Stored data entries:

* * * * *

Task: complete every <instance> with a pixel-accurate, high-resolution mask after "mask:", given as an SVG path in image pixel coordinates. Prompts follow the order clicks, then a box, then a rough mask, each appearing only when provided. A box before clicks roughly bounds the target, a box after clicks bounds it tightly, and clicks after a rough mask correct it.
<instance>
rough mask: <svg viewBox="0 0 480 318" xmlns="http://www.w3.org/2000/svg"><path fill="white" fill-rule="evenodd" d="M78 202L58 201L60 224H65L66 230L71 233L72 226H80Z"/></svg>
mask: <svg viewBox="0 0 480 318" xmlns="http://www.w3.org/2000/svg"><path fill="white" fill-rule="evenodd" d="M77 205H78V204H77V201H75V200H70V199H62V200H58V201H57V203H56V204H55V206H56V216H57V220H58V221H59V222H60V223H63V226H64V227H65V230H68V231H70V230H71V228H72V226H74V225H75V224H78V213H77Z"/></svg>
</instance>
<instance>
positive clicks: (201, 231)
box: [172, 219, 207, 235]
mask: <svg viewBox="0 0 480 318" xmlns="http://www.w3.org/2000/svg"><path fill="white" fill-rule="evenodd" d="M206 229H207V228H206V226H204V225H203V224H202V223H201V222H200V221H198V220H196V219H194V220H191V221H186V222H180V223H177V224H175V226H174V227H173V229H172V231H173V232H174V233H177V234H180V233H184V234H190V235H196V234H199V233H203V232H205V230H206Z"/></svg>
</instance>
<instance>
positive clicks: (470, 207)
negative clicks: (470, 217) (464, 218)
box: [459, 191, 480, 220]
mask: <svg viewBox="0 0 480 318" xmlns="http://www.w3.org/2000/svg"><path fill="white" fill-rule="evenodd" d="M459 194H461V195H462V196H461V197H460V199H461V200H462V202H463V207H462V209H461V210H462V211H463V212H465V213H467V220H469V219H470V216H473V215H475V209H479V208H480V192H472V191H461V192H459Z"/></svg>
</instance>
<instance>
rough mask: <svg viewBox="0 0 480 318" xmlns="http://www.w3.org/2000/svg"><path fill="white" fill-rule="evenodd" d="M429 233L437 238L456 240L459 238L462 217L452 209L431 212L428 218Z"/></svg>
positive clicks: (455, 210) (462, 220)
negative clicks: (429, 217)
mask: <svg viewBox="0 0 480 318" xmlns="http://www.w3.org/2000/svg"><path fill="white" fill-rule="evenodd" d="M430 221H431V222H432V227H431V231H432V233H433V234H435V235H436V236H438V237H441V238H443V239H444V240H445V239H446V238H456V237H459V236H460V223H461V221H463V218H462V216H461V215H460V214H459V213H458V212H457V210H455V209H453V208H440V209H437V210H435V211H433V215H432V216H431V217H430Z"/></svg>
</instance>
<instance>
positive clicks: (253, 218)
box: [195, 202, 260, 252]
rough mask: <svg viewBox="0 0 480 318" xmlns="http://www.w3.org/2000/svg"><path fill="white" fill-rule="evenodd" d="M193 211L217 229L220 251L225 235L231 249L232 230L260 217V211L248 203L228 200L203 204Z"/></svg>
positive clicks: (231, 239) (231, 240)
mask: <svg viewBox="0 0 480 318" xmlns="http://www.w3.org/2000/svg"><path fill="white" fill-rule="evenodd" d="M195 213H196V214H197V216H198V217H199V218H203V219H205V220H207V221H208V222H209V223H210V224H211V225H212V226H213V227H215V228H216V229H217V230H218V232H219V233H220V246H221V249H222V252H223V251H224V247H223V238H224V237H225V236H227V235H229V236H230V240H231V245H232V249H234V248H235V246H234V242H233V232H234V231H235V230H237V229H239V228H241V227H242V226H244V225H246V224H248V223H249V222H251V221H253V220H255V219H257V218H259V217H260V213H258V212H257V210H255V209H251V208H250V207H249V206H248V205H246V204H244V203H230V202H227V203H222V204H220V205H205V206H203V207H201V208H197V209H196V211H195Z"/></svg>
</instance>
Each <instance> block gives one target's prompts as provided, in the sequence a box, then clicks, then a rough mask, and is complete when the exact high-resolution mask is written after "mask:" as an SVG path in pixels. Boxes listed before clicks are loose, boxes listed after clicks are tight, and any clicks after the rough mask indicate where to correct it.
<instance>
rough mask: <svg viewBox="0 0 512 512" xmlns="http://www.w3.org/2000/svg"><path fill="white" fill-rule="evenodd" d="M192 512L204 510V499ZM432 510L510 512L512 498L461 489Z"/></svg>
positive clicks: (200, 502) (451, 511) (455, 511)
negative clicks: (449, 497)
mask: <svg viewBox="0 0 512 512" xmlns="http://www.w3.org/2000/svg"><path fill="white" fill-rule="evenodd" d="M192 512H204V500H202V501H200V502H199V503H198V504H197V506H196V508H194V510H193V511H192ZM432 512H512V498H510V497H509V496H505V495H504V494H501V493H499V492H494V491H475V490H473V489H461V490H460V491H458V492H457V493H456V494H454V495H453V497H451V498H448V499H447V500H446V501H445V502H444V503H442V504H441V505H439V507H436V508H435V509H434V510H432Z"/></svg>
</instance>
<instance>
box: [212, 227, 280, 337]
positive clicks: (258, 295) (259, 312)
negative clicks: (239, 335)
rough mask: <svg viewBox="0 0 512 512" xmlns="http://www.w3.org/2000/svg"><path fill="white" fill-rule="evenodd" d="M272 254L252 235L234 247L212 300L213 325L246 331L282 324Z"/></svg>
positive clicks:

* * * * *

EXERCISE INSTRUCTIONS: Set every record down again, exactly as given.

OUTPUT BELOW:
Task: complete every <instance> with a pixel-accurate, high-resolution mask after "mask:", given as an SVG path in image pixel coordinates. Prompts follow the order clicks, then a box, then a rough mask, each appearing only when provided. A box before clicks roughly bounds the target, a box after clicks bounds it tightly, and clicks after a rough mask correct it.
<instance>
rough mask: <svg viewBox="0 0 480 318" xmlns="http://www.w3.org/2000/svg"><path fill="white" fill-rule="evenodd" d="M78 202L58 201L60 224H65L66 230L71 233L72 226H80Z"/></svg>
mask: <svg viewBox="0 0 480 318" xmlns="http://www.w3.org/2000/svg"><path fill="white" fill-rule="evenodd" d="M77 205H78V204H77V201H75V200H70V199H62V200H58V201H57V203H56V204H55V206H56V216H57V220H58V221H59V222H60V223H63V226H64V227H65V230H68V231H70V230H71V228H72V226H74V225H75V224H78V213H77Z"/></svg>
</instance>
<instance>
positive clicks: (201, 231)
box: [172, 219, 207, 235]
mask: <svg viewBox="0 0 480 318" xmlns="http://www.w3.org/2000/svg"><path fill="white" fill-rule="evenodd" d="M206 229H207V228H206V226H204V225H203V224H202V223H201V222H200V221H198V220H196V219H194V220H191V221H186V222H180V223H177V224H175V226H174V227H173V229H172V231H173V232H174V233H177V234H180V233H184V234H190V235H196V234H199V233H203V232H205V230H206Z"/></svg>
</instance>
<instance>
positive clicks: (470, 207)
negative clicks: (470, 217) (464, 218)
box: [459, 191, 480, 220]
mask: <svg viewBox="0 0 480 318" xmlns="http://www.w3.org/2000/svg"><path fill="white" fill-rule="evenodd" d="M459 194H461V195H462V196H461V197H460V199H461V200H462V202H463V207H462V209H461V210H462V211H463V212H465V213H467V220H469V219H470V216H473V215H475V209H479V208H480V192H472V191H461V192H459Z"/></svg>
</instance>
<instance>
rough mask: <svg viewBox="0 0 480 318" xmlns="http://www.w3.org/2000/svg"><path fill="white" fill-rule="evenodd" d="M429 233L437 238L456 240L459 238L462 217L452 209L431 212L428 218Z"/></svg>
positive clicks: (455, 210) (462, 220)
negative clicks: (429, 217)
mask: <svg viewBox="0 0 480 318" xmlns="http://www.w3.org/2000/svg"><path fill="white" fill-rule="evenodd" d="M430 221H431V222H432V227H431V231H432V233H433V234H435V235H436V236H438V237H441V238H443V239H444V240H445V239H446V238H456V237H459V236H460V223H461V221H463V218H462V216H461V215H460V214H459V213H458V212H457V210H455V209H453V208H440V209H437V210H435V211H433V215H432V216H431V217H430Z"/></svg>
</instance>
<instance>
positive clicks: (253, 218)
box: [195, 202, 260, 252]
rough mask: <svg viewBox="0 0 480 318" xmlns="http://www.w3.org/2000/svg"><path fill="white" fill-rule="evenodd" d="M193 211L217 229L220 251L225 235L231 249L232 230L260 217V211L248 203L228 200L203 204Z"/></svg>
positive clicks: (231, 239) (231, 240)
mask: <svg viewBox="0 0 480 318" xmlns="http://www.w3.org/2000/svg"><path fill="white" fill-rule="evenodd" d="M195 213H196V214H197V216H198V217H199V218H203V219H205V220H207V221H208V222H209V223H210V224H211V225H212V226H213V227H215V228H216V229H217V230H218V232H219V233H220V246H221V249H222V252H223V251H224V247H223V238H224V237H225V236H227V235H229V236H230V240H231V245H232V249H234V248H235V246H234V242H233V232H234V231H235V230H237V229H239V228H241V227H242V226H244V225H246V224H248V223H249V222H251V221H253V220H255V219H257V218H259V217H260V213H258V212H257V210H255V209H251V208H250V207H249V206H248V205H246V204H244V203H230V202H227V203H222V204H220V205H205V206H203V207H201V208H197V209H196V211H195Z"/></svg>
</instance>
Each <instance> block gives one target's prompts as provided, in the sequence a box, then clicks, then a rough mask, and is complete when the exact high-resolution mask is written after "mask:" as an SVG path in pixels. Boxes listed before clicks are loose, boxes listed after clicks are tight, and any clicks after the rough mask indicate where to correct it.
<instance>
rough mask: <svg viewBox="0 0 512 512" xmlns="http://www.w3.org/2000/svg"><path fill="white" fill-rule="evenodd" d="M192 512L204 510V499ZM432 510L510 512L512 498L461 489Z"/></svg>
positive clicks: (200, 502) (451, 511) (455, 511)
negative clicks: (449, 497)
mask: <svg viewBox="0 0 512 512" xmlns="http://www.w3.org/2000/svg"><path fill="white" fill-rule="evenodd" d="M192 512H204V500H202V501H200V502H199V503H198V504H197V506H196V508H194V510H193V511H192ZM432 512H512V498H510V497H509V496H505V495H504V494H501V493H499V492H494V491H475V490H473V489H461V490H460V491H458V492H457V493H456V494H454V495H453V497H451V498H448V499H447V500H446V501H445V502H444V503H442V504H441V505H439V507H436V508H435V509H434V510H432Z"/></svg>
</instance>
<instance>
box: [212, 227, 280, 337]
positive clicks: (258, 295) (259, 312)
negative clicks: (239, 335)
rough mask: <svg viewBox="0 0 512 512" xmlns="http://www.w3.org/2000/svg"><path fill="white" fill-rule="evenodd" d="M272 254L252 235L234 247L212 300L213 325L246 331L282 324Z"/></svg>
positive clicks:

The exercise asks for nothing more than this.